*Zu lösende Aufgabe*. Führe den Textauszug über die Pflegeausbildung im Anschluss an seinen letzten Satz weiter.

*Textauszug*.
───
Eine Gleichstellung ist dies nicht, da wir Auszubildenden nur einen Drittel Punkt bekommen, die Examinierten hingegen einen ganzen Punkt. Aber es ist ein richtiger Schritt, da damit immerhin anerkannt wird, dass die Auszubildenden – auch wenn sie für die Patient_innen auf den Stationen nicht die Verantwortung tragen – genauso von unterbesetzten Schichten betroffen und belastet sind wie examinierte Pflegekräfte.

Und als zweites?
Wir konnten auch durchsetzen, dass die Anwesenheit der Praxisanleiterin oder des -anleiters ein essenzieller Teil der praktischen Ausbildung auf den Stationen ist. Dabei war es uns sehr wichtig, dass der Arbeitgeber sicherstellen muss, dass diese Person freigestellt wird und wir mehr als die gesetzlich vorgegebenen zehn Prozent Praxisanleitung in unserer Ausbildungszeit erhalten.
───
Gespeicherte Einträge:

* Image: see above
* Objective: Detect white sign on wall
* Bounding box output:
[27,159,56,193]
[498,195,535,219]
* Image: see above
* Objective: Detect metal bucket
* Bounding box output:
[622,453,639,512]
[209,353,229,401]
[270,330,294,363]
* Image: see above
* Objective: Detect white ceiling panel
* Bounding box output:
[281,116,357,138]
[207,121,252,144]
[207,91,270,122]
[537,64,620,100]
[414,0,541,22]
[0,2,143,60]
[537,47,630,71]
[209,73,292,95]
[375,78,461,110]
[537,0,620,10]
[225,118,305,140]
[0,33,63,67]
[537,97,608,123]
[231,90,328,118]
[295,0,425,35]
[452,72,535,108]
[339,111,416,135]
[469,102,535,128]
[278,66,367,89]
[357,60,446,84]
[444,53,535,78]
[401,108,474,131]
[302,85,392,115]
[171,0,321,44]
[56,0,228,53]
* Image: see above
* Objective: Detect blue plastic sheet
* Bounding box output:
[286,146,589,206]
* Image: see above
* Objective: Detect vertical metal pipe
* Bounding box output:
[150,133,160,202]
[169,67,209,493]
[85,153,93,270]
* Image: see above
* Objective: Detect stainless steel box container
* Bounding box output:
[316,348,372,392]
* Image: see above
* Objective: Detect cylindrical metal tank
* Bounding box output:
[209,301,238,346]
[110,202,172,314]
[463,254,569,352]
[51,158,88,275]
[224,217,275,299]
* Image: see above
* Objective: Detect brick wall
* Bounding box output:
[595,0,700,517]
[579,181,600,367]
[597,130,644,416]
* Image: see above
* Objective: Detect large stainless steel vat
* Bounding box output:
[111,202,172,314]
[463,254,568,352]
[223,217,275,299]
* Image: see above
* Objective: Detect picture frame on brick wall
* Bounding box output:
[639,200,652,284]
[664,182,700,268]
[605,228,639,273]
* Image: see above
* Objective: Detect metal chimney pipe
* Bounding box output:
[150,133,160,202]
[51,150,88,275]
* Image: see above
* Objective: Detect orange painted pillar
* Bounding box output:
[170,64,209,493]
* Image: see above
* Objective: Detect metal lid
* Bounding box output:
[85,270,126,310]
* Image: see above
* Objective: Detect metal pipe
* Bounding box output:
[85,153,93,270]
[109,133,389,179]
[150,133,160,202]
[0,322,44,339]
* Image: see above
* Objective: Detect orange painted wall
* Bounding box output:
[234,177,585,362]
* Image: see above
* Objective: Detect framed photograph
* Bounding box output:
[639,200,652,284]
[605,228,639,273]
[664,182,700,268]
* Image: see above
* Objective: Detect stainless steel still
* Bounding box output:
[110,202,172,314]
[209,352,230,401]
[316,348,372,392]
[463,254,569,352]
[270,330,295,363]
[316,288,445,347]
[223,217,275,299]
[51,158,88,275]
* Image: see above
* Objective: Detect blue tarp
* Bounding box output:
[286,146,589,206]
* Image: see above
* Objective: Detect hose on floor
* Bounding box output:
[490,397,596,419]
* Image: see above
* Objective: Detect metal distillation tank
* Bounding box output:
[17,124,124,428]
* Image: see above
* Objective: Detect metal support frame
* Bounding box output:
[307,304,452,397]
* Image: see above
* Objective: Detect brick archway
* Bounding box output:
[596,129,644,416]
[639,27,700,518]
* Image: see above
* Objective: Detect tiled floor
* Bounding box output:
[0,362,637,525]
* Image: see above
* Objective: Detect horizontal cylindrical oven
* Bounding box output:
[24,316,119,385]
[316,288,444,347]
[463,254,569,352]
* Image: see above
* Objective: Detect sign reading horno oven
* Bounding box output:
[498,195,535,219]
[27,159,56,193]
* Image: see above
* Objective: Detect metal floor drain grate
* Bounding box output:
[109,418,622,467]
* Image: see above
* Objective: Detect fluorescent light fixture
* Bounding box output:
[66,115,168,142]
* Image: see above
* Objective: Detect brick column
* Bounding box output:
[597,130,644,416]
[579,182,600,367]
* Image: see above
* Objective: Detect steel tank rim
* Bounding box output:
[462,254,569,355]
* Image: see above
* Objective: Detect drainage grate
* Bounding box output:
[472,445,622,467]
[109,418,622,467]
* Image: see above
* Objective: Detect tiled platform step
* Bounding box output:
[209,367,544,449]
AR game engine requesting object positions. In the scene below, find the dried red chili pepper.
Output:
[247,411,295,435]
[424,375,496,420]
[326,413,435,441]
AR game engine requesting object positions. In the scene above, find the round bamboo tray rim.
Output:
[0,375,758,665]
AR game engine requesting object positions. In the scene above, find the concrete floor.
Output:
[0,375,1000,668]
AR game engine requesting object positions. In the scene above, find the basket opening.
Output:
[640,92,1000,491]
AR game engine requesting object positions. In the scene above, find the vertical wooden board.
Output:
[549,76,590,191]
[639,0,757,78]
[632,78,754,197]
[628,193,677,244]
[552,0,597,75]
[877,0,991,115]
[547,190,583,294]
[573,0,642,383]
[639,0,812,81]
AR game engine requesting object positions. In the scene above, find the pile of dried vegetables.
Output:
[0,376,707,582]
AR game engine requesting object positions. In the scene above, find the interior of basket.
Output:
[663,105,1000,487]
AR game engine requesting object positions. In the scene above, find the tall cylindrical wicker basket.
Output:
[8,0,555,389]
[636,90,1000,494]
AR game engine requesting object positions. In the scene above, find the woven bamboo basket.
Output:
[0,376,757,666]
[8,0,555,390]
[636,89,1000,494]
───
*Ergebnis der Aufgabe*.
Wen betreffen die Tarifabschlüsse?
Alle Auszubildenden der Pflegefachberufe des Berliner Bildungscampus.

Welche Ausbildung hast du denn selbst gemacht und wie waren da die Ausbildungsbedingungen?
Ich bin zum Gesundheits- und Krankenpfleger ausgebildet worden. Dieser Ausbildungsgang wird nächstes Jahr auslaufen und von der Ausbildung zum Pflegefachmann/Pflegefachfrau abgelöst. Durch den Mangel in der Pflege werden Menschen schon während der Ausbildung in Situationen geworfen, derer sie nicht Herr werden können – sie können die Verantwortung gegenüber den Patient_innen gar nicht tragen. Das wird sich auch nur ändern, wenn es mehr Pflegepersonal gibt.

Wirst du dich denn in der Sache weiter engagieren?
Aber klar! Der nächste Streik steht dieses Jahr bei den Verhandlungen zum Tarifvertrag im öffentlichen Dienst an.

Demo

© ver.di-Jugend

Kämpften über viele Wochen: die Auszubildenden der Berliner Kliniken.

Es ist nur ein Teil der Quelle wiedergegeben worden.